The task
All of the records are to be reproduced exactly.

=== Record excerpts ===

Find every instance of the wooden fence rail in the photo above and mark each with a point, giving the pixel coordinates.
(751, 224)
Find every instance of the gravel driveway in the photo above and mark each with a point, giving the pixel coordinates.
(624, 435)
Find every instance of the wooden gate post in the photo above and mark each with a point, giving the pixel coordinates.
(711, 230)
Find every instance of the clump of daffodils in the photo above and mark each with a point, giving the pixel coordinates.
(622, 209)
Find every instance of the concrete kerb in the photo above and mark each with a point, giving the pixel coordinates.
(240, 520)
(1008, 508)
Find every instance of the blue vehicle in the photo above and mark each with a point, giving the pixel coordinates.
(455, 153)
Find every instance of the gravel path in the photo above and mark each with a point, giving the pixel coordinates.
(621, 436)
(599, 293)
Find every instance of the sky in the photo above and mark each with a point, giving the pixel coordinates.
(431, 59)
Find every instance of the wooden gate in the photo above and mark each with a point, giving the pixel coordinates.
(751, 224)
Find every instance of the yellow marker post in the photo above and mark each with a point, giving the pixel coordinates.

===

Task solution
Find every instance of the wooden fence rail in the photo above and mark each with a point, giving the pixel coordinates.
(751, 224)
Find every instance of the gravel driveway in the photo above and mark each with a point, giving the pixel coordinates.
(624, 435)
Find every instance of the wooden gate post in the photo above and mark each with a point, giving the pixel coordinates.
(711, 230)
Find every instance of the clump of daffodils in the photo above and mark each with a point, giving the pixel coordinates.
(622, 209)
Find every instance of the concrete kerb in the photo above and mark each with a point, giving the pixel coordinates.
(240, 520)
(1008, 508)
Find every instance of the blue vehicle in the photo above and mark each with a point, giving the pixel coordinates.
(455, 153)
Find every instance of the gravel path in the photo above and mark each with a point, giving the pixel coordinates.
(621, 436)
(599, 293)
Find every instance of the sky in the photo above and mark each with a point, giving the pixel coordinates.
(431, 59)
Find every instance of the wooden gate in the photo above and mark each with a point, giving the pixel coordinates.
(751, 224)
Find every instance of the yellow marker post in the photo above and mark each with a point, giving the pixel coordinates.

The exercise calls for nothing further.